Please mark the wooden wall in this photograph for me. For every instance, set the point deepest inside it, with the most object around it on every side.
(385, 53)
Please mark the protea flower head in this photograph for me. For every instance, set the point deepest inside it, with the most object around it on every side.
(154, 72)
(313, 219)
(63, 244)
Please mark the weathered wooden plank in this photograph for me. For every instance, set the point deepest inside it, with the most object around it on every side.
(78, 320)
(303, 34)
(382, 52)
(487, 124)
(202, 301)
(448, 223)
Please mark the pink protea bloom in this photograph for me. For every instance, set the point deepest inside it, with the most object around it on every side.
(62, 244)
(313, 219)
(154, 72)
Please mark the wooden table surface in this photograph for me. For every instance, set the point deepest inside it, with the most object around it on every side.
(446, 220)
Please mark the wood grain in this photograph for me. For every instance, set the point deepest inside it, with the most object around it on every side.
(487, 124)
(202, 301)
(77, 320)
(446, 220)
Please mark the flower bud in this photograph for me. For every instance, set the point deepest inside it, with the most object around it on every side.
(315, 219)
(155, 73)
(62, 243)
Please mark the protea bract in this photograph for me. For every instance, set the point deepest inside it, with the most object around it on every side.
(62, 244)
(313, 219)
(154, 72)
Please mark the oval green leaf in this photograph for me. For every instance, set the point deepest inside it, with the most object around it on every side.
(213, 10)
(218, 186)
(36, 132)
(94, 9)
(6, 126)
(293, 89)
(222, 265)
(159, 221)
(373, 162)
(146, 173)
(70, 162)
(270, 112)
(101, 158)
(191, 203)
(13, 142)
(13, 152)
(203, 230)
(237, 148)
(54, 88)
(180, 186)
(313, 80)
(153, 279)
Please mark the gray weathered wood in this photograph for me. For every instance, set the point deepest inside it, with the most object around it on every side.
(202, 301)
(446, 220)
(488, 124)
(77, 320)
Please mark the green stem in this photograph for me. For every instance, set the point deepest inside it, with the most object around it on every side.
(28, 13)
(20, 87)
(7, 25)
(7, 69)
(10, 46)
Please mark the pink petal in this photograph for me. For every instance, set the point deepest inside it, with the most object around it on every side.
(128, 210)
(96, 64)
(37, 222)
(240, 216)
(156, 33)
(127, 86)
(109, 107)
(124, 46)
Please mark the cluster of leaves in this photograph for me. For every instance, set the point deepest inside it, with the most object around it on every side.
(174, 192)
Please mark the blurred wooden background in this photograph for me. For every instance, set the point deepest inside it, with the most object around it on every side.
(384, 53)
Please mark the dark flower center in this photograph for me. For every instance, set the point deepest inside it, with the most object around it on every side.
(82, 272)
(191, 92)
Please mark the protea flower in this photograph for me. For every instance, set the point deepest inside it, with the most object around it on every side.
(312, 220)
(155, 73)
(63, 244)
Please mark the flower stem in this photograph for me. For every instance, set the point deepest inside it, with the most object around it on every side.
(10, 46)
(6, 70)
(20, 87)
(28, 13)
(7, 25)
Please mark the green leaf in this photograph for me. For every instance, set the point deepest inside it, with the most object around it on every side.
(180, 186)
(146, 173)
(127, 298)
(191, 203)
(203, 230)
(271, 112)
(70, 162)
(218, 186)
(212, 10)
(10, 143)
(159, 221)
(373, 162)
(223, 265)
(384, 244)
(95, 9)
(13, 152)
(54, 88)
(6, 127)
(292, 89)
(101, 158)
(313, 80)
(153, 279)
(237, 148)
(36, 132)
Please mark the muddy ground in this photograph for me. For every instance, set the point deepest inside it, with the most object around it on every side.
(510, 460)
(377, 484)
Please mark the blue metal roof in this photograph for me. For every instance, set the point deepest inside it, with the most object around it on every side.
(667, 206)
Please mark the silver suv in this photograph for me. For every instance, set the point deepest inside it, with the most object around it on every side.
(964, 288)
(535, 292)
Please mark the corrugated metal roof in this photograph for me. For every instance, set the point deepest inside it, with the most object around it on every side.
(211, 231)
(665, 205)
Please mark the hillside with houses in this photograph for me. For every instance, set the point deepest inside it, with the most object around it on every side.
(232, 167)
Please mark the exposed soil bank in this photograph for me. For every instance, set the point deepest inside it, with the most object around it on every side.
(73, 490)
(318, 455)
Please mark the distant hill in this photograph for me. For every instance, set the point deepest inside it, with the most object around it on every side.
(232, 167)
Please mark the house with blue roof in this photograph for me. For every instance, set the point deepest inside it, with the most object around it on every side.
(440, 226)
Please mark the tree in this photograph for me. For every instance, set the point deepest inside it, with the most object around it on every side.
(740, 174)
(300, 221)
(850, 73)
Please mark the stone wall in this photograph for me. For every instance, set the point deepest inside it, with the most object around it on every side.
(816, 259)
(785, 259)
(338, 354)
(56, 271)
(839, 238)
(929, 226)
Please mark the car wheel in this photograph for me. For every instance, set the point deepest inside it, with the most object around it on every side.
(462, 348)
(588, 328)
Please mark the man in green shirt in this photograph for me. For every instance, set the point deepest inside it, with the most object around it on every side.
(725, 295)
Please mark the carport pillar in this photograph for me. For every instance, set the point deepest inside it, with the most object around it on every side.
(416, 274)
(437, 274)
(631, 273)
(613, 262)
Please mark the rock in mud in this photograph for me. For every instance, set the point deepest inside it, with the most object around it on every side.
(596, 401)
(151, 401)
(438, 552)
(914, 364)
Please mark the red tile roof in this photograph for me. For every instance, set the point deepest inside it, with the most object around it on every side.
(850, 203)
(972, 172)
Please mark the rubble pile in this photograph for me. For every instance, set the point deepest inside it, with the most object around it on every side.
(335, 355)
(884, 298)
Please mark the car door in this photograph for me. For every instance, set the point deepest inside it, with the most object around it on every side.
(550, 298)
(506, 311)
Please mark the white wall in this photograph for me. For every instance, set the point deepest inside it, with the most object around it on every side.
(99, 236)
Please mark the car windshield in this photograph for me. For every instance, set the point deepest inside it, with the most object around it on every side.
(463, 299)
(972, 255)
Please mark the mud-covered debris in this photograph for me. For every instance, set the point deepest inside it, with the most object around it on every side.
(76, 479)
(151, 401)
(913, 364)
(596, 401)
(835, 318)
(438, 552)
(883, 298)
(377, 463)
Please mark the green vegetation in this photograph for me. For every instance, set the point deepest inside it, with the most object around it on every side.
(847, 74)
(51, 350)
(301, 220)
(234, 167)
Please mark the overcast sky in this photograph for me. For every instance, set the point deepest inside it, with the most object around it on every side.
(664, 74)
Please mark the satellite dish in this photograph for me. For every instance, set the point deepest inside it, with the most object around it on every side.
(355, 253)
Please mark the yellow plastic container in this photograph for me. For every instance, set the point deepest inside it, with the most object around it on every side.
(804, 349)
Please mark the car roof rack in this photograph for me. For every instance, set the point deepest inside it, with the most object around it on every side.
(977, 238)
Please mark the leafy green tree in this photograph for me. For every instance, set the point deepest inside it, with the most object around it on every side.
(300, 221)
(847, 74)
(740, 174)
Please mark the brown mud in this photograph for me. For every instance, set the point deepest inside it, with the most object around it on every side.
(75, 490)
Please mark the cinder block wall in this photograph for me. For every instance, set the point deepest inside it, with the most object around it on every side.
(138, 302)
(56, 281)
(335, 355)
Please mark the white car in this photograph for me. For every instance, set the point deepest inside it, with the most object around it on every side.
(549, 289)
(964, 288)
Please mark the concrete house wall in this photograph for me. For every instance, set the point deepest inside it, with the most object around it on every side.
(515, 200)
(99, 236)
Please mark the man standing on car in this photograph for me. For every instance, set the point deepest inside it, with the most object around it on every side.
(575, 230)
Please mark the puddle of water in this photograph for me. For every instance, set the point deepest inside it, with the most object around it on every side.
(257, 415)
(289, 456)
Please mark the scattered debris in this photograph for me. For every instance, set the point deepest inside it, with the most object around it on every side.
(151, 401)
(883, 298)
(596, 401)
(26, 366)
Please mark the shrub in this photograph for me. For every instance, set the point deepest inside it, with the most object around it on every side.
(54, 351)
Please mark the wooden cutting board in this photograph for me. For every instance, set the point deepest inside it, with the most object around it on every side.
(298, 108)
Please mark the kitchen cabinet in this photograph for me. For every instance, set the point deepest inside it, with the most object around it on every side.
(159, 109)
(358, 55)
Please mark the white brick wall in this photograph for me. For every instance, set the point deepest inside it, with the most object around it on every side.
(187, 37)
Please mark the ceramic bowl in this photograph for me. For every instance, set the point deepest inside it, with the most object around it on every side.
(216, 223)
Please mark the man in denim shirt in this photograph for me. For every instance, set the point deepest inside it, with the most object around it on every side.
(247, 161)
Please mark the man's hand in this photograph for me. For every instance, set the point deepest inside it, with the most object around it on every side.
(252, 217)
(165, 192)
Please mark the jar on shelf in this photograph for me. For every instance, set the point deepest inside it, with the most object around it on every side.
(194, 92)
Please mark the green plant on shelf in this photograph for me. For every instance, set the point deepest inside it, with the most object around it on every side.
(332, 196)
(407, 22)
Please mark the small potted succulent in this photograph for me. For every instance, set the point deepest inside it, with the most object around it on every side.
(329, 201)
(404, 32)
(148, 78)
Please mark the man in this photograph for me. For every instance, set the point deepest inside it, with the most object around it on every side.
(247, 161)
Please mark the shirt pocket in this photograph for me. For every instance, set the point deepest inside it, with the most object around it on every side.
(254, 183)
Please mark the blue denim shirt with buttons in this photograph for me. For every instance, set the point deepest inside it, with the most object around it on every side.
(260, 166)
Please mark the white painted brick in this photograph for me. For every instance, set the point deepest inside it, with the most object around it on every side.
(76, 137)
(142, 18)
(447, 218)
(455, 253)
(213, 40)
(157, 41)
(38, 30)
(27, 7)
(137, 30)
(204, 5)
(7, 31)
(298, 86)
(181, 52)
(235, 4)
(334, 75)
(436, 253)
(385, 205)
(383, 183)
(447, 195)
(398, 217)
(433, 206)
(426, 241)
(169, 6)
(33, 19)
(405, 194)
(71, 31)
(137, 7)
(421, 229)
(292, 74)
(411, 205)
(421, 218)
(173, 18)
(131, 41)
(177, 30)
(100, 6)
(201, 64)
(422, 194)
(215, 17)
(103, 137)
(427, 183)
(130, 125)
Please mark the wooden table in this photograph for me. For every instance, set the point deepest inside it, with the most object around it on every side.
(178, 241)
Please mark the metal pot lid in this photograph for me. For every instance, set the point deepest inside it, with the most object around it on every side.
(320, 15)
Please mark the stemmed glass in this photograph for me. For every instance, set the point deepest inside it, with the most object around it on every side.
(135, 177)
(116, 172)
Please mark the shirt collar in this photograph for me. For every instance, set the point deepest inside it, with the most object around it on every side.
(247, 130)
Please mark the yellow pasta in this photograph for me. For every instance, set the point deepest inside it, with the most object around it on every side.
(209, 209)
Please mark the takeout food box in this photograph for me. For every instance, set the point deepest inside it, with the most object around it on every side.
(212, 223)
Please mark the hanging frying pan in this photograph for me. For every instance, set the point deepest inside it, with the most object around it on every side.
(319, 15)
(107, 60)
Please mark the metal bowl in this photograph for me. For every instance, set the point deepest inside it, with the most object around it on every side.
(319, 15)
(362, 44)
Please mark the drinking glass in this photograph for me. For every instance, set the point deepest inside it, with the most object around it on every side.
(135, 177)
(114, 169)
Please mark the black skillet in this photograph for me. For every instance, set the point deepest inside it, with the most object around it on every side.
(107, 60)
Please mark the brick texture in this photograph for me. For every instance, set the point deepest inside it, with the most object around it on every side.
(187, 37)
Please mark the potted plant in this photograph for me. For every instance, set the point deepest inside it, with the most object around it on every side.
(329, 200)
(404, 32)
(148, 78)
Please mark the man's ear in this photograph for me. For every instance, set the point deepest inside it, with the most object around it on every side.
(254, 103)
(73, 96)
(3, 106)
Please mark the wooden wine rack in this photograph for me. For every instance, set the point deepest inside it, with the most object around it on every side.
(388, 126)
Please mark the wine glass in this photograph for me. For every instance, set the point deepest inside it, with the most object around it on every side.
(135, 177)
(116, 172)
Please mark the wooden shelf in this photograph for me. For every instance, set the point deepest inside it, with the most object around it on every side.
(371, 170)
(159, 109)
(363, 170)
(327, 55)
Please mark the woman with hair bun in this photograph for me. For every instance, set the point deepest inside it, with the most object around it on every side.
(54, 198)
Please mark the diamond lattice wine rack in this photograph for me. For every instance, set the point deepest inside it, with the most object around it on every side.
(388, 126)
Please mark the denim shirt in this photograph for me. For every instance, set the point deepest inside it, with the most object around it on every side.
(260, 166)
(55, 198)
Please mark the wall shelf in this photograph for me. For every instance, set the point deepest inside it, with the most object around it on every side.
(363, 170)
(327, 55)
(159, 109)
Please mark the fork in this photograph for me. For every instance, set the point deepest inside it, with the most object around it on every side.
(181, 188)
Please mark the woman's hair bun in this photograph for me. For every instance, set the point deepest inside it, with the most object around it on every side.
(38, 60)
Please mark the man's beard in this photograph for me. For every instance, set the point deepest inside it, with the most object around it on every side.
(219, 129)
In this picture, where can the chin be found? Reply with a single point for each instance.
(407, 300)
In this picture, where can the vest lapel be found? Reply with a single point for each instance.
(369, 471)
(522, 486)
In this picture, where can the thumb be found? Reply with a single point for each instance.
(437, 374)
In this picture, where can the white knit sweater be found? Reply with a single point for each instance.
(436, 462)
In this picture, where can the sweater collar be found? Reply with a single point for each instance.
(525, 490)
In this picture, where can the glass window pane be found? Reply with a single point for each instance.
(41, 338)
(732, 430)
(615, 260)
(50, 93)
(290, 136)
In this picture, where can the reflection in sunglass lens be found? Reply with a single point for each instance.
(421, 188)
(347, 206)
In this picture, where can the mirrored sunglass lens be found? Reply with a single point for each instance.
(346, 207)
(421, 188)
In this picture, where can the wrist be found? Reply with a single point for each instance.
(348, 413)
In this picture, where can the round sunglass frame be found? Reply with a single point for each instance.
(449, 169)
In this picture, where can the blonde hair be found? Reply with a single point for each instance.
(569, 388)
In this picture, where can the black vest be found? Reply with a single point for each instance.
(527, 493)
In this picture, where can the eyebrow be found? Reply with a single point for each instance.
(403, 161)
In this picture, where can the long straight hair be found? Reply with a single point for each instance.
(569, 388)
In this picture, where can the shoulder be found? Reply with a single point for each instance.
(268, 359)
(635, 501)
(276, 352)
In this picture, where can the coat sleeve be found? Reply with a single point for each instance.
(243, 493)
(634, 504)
- - - -
THE EXERCISE:
Return exactly the lines from the one containing "In this picture, where can the blonde" through the last line of the records above, both included, and nothing else.

ANSWER TO THE TASK:
In this picture, where can the blonde hair be found? Reply with a single point for each instance.
(569, 388)
In this picture, where can the black vest be found? Reply with a single point for each instance.
(527, 493)
In this picture, where can the eyebrow be found? Reply with a single point for each instance.
(403, 161)
In this picture, where can the long straight hair be found? Reply with a single point for each instance.
(569, 388)
In this picture, where can the shoulder be found? Reply with a single point for each instance.
(268, 359)
(635, 501)
(276, 352)
In this picture, where can the coat sleeve be found? Reply with a single point for each instance.
(243, 493)
(634, 504)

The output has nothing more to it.